# Problem statement:
Below are the entries; return every line among them that holds the word "shirt".

# Material for this task:
..........
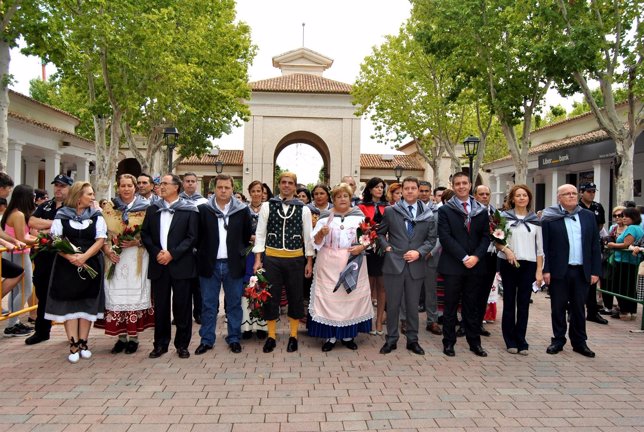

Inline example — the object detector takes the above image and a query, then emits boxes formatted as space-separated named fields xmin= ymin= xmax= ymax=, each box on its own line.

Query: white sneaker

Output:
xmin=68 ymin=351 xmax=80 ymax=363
..........
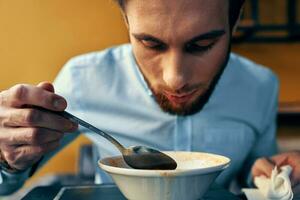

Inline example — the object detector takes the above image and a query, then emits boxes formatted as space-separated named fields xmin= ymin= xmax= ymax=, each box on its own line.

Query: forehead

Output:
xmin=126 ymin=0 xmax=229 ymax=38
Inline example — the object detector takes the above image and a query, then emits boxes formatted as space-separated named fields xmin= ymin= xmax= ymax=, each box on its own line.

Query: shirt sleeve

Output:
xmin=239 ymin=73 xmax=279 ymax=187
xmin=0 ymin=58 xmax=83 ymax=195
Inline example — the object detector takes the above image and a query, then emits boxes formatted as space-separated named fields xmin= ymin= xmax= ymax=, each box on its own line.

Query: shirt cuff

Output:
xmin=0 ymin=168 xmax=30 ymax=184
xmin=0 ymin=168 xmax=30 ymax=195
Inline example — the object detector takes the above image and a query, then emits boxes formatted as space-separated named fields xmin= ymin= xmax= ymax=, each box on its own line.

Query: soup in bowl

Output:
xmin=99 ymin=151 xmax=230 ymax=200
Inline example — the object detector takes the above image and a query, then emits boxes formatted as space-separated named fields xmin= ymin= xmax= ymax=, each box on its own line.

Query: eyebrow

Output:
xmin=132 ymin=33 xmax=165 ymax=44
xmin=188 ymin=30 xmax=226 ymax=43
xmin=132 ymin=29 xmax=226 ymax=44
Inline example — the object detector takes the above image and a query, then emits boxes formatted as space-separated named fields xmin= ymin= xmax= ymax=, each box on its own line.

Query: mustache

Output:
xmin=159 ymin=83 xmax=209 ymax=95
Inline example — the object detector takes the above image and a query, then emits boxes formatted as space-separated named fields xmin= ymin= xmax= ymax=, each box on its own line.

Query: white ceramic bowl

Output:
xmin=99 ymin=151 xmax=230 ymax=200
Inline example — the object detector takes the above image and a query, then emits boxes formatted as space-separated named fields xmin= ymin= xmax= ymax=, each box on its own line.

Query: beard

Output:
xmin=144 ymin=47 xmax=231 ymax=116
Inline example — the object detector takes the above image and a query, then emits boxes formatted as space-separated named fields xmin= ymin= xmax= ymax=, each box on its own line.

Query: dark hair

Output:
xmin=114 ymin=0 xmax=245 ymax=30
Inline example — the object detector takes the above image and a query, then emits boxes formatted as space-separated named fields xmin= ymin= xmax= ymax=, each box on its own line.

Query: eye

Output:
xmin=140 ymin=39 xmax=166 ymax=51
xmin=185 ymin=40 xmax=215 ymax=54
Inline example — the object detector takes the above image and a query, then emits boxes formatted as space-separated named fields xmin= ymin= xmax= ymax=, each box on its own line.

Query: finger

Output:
..........
# Solution to this task:
Query: shirt sleeve
Query: shirt cuff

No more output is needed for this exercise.